:: Aim ::
Pick out every line of the entries below that contains the word "blurred" and copy each one. A match counts only if its uppercase and lowercase letters are the same.

^^^^^^^^

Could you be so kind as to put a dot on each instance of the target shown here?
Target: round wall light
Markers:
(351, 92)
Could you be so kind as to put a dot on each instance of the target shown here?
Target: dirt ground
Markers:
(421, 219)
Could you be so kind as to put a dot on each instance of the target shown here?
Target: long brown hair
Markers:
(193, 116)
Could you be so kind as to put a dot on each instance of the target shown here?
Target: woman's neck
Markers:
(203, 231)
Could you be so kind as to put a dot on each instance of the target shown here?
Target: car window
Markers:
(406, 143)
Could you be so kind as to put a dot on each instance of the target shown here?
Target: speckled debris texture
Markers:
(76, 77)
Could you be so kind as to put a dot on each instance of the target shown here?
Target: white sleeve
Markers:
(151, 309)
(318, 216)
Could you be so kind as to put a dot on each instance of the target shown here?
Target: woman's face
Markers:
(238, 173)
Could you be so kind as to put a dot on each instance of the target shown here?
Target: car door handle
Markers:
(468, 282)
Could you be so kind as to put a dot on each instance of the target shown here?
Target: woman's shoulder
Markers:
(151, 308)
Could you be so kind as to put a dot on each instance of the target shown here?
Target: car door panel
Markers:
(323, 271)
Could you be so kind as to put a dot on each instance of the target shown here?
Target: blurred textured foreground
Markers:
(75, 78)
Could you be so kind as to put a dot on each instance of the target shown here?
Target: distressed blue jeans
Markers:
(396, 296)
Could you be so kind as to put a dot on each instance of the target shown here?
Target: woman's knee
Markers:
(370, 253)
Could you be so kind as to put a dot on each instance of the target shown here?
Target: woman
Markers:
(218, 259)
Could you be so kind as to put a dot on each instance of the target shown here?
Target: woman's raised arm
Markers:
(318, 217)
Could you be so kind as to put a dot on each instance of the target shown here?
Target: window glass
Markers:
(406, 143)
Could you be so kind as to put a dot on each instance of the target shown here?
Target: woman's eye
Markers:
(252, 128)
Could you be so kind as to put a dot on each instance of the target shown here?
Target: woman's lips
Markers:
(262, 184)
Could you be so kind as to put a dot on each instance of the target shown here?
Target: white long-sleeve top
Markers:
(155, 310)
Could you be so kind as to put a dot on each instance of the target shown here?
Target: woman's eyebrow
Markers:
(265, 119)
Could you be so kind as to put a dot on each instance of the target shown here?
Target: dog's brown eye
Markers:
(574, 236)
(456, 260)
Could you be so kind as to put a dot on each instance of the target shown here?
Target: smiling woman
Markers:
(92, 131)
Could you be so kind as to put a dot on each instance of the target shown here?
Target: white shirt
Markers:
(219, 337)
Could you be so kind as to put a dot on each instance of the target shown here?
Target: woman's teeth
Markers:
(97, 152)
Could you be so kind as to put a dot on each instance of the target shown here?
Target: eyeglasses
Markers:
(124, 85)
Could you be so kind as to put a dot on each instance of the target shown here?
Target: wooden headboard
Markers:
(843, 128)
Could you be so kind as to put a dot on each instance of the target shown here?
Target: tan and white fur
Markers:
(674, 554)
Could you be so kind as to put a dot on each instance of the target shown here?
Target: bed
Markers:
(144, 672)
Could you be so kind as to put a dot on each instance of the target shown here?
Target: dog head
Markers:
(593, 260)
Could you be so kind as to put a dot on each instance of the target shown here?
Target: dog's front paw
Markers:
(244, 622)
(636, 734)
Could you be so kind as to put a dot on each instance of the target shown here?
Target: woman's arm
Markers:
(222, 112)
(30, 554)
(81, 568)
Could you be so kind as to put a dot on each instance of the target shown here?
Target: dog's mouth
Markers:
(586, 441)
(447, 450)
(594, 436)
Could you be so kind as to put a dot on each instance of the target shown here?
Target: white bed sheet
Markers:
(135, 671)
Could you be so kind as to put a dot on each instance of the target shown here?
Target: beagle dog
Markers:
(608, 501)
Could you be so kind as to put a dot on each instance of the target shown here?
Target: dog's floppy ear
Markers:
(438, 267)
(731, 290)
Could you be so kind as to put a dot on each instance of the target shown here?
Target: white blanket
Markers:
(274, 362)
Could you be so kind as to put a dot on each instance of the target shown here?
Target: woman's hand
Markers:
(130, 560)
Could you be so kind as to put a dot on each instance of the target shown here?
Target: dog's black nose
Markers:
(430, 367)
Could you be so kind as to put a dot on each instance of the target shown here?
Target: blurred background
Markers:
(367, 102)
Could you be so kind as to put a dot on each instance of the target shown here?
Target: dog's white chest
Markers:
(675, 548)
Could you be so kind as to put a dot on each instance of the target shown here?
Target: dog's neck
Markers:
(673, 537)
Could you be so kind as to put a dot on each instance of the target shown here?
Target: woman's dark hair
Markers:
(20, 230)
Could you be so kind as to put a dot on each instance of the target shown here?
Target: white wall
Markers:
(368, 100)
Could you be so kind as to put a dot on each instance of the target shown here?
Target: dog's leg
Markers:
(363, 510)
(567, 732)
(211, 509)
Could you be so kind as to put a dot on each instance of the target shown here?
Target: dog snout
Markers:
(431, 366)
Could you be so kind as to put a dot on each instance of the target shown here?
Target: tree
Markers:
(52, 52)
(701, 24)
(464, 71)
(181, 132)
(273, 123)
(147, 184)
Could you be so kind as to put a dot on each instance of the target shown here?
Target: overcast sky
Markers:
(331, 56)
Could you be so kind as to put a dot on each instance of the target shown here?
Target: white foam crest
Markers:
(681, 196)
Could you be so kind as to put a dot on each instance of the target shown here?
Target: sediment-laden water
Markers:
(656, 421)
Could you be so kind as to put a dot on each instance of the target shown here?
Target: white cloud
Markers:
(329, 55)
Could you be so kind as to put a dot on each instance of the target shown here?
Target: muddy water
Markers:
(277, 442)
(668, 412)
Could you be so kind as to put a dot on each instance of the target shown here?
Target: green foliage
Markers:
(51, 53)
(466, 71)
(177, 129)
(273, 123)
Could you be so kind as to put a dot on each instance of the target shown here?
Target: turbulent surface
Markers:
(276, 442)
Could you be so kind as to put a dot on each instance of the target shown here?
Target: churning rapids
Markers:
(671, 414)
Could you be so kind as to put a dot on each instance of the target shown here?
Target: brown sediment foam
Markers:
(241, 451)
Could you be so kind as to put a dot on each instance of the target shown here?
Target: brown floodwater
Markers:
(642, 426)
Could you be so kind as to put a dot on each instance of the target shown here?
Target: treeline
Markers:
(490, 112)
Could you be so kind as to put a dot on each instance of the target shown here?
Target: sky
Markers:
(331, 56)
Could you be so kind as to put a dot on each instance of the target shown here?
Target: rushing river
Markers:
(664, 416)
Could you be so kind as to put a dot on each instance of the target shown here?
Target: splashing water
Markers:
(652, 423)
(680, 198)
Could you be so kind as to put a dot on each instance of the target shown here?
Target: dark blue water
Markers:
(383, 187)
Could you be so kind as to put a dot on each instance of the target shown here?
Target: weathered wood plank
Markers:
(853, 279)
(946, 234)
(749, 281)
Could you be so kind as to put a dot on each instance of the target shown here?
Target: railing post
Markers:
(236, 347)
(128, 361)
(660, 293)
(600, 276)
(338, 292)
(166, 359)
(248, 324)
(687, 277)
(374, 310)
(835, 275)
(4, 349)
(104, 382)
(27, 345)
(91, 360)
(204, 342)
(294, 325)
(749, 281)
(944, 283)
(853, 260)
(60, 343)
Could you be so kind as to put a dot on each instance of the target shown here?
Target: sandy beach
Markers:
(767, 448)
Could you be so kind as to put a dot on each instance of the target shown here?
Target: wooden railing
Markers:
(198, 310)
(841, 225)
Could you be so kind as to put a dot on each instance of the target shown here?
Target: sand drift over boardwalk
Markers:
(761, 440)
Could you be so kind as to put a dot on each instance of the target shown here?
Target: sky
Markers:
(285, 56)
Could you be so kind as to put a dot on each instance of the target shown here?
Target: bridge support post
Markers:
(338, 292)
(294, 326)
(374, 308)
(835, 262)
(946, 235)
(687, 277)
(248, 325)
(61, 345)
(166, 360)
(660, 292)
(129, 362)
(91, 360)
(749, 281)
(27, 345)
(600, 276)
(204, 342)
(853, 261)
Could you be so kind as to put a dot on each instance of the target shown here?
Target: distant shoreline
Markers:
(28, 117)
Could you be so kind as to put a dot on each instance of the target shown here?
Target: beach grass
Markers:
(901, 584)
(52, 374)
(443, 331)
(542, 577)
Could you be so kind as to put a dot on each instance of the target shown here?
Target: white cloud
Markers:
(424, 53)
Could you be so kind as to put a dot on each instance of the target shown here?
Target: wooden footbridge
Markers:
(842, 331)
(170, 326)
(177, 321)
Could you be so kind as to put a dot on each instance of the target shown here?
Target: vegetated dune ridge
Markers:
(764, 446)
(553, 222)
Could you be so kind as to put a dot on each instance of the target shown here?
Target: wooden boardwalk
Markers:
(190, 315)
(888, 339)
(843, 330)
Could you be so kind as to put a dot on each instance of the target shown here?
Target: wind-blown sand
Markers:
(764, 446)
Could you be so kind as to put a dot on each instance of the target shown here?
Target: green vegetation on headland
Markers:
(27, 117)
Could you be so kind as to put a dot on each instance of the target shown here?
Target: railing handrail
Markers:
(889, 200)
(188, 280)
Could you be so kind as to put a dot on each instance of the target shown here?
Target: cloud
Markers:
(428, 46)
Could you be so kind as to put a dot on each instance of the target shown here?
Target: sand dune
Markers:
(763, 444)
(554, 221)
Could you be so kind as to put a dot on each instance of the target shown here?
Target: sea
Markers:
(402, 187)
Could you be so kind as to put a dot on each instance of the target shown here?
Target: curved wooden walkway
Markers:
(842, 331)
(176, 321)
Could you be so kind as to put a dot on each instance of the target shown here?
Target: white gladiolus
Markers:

^^^^^^^^

:: Reply to the task ::
Target: blurred textured foreground
Target: blurred background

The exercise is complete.